### TASK MATERIAL
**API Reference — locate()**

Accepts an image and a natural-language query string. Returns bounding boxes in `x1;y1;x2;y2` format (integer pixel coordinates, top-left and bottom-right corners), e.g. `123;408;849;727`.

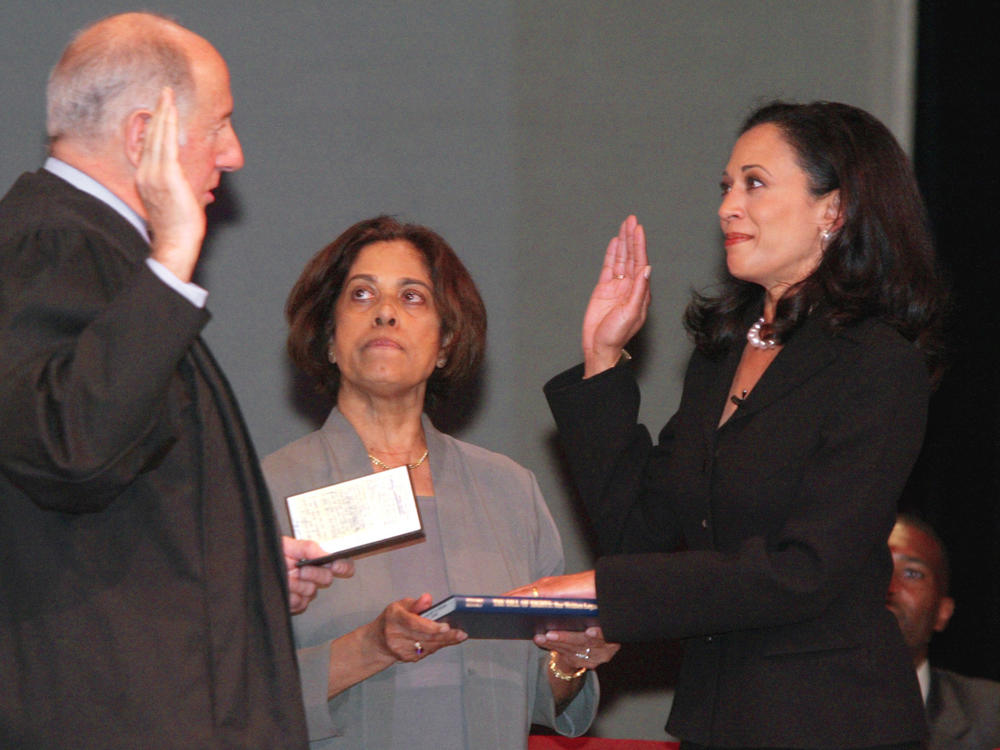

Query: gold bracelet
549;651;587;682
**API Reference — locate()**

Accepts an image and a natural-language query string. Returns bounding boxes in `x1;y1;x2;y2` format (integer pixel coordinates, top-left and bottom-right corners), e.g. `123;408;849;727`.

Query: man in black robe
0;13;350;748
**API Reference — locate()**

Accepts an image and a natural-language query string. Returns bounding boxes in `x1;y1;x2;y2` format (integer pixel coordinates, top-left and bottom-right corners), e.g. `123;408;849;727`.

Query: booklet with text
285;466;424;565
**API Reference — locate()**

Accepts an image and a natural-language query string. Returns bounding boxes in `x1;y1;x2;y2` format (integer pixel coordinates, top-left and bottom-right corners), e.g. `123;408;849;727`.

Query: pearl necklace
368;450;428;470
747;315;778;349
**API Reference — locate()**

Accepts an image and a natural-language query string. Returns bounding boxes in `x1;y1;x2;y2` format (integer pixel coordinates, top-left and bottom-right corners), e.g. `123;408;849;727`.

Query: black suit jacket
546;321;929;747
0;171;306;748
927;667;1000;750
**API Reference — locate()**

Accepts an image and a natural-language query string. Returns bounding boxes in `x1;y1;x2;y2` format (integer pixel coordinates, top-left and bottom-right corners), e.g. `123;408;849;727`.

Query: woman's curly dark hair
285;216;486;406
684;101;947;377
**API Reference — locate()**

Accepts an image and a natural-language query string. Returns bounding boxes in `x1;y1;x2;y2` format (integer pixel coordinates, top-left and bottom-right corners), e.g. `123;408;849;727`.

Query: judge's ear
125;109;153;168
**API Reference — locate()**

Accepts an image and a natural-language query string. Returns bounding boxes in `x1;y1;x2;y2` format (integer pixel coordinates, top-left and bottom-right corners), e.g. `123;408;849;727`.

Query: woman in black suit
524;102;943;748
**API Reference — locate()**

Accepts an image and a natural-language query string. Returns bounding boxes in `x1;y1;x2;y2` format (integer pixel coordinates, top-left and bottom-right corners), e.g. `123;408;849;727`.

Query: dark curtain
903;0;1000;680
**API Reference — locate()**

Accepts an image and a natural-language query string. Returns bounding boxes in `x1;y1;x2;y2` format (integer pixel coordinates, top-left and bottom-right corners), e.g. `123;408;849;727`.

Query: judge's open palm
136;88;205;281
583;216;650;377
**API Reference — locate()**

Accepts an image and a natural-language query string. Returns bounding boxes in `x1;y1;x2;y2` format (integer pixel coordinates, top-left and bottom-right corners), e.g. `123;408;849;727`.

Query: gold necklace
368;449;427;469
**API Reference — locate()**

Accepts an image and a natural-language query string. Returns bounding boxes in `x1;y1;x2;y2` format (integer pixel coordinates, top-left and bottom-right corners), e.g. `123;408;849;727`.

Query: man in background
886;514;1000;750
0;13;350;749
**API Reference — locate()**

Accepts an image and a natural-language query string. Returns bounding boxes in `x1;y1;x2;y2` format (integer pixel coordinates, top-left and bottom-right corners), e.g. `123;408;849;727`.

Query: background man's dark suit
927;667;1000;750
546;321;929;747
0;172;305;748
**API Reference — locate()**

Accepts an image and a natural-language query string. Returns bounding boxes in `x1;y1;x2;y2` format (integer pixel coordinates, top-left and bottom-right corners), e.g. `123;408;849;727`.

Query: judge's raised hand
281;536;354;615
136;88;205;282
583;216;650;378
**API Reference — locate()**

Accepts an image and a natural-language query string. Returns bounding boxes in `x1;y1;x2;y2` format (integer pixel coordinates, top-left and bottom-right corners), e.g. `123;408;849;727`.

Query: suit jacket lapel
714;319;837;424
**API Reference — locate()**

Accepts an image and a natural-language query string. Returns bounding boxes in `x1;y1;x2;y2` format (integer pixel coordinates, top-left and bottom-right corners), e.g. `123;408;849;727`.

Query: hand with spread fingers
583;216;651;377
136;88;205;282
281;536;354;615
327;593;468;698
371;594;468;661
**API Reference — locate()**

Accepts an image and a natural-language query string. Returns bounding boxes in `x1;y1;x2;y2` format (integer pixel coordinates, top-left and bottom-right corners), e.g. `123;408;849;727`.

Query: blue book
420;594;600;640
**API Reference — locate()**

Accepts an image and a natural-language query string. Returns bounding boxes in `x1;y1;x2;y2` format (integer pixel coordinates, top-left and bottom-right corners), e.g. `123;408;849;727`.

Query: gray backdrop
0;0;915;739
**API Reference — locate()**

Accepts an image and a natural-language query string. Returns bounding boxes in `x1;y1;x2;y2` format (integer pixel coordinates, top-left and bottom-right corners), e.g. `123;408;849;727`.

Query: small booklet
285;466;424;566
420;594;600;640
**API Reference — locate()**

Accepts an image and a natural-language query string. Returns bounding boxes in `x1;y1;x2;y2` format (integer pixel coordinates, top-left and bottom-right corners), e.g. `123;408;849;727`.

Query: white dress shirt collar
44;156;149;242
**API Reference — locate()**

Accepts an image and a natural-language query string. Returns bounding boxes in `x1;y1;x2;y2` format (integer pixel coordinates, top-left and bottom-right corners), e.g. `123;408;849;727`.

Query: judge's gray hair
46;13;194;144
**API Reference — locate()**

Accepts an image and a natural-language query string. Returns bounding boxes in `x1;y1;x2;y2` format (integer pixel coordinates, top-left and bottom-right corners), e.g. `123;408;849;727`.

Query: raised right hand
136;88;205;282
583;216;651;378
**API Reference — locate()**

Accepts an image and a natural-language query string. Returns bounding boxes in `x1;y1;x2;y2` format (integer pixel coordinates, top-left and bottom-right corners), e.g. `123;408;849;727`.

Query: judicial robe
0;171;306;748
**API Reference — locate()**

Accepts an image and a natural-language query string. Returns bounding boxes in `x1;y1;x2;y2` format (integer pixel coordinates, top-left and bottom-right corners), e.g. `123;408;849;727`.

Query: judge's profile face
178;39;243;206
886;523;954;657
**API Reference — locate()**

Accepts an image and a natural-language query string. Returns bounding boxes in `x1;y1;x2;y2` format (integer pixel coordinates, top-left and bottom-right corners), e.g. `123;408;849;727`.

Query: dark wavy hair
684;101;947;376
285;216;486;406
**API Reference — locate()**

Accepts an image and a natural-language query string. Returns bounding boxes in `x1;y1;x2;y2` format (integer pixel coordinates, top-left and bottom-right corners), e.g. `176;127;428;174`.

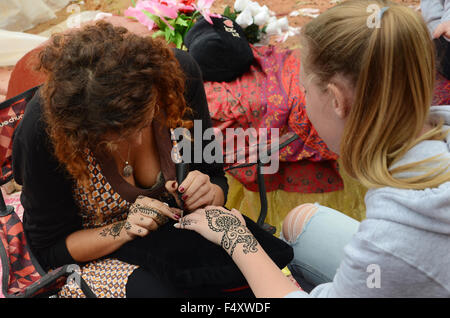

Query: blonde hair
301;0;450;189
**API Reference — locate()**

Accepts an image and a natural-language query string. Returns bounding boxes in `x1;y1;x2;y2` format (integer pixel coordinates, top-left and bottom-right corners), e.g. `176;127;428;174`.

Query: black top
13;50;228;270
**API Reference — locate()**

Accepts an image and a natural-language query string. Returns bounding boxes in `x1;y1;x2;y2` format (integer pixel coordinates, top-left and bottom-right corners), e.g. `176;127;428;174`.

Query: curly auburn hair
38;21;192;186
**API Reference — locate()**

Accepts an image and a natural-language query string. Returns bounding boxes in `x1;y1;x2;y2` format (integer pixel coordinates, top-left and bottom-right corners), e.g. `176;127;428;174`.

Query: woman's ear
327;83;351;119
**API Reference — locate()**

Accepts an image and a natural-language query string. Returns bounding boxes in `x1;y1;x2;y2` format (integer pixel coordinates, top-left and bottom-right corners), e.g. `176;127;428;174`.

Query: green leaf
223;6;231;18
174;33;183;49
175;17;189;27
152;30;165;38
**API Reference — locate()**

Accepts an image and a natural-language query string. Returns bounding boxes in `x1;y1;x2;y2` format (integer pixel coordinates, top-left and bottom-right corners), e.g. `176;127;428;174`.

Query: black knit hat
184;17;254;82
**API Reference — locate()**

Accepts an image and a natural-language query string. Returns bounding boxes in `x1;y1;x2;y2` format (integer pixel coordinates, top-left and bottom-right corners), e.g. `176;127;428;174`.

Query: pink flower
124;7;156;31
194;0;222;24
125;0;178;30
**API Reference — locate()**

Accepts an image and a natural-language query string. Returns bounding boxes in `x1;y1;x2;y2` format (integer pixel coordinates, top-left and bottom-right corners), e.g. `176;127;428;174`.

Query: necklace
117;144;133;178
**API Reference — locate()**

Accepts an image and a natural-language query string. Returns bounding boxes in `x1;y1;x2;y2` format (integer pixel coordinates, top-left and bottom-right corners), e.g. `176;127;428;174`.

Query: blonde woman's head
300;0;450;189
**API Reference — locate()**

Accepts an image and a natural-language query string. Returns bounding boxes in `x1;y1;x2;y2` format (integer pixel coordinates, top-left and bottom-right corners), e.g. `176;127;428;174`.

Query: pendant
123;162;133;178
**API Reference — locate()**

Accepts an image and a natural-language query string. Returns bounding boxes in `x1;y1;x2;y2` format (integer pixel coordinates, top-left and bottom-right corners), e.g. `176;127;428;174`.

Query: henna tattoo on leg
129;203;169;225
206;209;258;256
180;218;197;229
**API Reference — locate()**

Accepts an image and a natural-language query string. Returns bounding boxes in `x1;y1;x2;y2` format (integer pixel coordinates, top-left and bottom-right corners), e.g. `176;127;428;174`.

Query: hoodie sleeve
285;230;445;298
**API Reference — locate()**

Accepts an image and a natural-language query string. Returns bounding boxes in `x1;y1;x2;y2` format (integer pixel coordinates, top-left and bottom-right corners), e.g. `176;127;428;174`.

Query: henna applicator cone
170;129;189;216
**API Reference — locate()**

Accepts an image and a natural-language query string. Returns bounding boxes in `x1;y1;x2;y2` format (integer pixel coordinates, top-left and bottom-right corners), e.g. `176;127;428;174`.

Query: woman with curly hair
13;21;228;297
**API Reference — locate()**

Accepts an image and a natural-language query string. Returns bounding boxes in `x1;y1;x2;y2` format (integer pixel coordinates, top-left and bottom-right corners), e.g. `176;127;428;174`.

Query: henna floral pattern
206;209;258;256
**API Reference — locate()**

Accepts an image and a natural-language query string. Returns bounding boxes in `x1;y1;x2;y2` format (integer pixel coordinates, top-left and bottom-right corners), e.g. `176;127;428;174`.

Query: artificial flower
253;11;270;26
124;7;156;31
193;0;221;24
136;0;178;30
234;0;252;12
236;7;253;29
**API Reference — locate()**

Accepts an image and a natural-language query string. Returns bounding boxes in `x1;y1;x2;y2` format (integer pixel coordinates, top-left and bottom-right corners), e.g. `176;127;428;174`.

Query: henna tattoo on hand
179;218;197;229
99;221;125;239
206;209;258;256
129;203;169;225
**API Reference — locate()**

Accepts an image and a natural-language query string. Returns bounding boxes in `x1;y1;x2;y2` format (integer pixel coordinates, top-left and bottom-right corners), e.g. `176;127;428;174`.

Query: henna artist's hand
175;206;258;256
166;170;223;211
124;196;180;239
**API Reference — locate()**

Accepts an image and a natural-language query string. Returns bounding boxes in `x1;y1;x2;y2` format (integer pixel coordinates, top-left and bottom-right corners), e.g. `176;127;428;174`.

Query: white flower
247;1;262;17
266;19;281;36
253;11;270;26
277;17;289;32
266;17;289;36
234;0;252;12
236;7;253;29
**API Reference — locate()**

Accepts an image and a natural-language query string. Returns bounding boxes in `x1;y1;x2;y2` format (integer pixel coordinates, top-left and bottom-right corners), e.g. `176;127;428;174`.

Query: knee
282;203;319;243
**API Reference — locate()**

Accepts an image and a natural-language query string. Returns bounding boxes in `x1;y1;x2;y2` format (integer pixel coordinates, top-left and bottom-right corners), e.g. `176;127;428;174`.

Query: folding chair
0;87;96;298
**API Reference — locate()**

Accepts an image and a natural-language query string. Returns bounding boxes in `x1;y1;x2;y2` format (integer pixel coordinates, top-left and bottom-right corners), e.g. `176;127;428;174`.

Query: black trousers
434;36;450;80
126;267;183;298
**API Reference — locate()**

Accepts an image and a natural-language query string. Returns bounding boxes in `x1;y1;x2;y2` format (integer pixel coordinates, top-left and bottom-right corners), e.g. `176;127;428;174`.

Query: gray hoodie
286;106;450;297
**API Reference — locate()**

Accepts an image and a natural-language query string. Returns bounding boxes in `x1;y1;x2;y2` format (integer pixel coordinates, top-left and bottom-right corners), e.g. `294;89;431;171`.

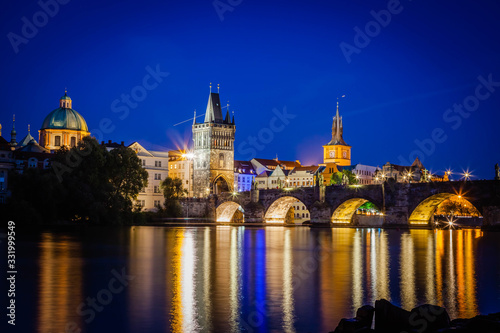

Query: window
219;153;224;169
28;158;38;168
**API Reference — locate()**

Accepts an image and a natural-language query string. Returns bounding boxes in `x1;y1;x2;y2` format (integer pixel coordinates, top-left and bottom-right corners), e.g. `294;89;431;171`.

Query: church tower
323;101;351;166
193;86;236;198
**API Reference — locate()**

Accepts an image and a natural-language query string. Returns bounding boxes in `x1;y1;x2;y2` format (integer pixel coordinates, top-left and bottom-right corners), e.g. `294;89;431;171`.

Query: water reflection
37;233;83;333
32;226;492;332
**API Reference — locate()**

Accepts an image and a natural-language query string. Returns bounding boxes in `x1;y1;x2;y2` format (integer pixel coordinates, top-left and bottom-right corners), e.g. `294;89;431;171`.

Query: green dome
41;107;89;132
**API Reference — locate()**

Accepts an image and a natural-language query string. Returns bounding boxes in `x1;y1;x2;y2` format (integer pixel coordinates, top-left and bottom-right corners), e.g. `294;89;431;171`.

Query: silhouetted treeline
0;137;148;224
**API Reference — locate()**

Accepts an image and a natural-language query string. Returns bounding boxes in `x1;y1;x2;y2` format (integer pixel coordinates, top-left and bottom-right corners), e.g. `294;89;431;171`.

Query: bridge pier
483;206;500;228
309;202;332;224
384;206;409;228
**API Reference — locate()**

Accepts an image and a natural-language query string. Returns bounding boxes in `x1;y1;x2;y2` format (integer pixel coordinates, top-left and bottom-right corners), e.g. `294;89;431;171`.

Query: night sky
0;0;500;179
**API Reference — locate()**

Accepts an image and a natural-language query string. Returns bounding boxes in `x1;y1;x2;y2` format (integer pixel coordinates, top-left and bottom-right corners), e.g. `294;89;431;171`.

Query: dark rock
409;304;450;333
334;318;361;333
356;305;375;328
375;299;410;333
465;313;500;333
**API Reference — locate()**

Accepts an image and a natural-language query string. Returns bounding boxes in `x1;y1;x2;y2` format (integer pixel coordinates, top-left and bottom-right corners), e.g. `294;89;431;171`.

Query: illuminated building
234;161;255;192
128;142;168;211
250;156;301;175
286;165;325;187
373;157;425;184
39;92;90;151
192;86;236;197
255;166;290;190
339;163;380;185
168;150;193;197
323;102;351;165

### TASK STATEMENT
Write out the stretch of items from the very beginning through the line containing "285;466;424;565", both ends included. Leave the pictures out of your answer.

### WORKED ANSWER
**API Reference — locate()**

Accepts an image and a natural-language query string. Returns bounding boxes in `x1;y1;x2;y2` format (integer pixel coordinates, top-left and bottom-right corners), e.g. `123;408;849;727`.


Query: gold bracelet
549;651;587;682
**API Reference — locate()**

Accepts an image and a natural-language query string. Returns bounding boxes in `x1;y1;x2;y2` format (integer pixel coordinates, top-left and bottom-right corners), e.g. `123;408;849;727`.

Query: man in black robe
0;13;350;748
**API Reference — locate()**

Accepts an image and a natural-language query string. Returns bounding boxes in `x1;y1;x2;y2` format (integer pixel coordinates, top-left and bottom-right corners), e.g. `123;408;849;727`.

Query: booklet with text
285;466;424;565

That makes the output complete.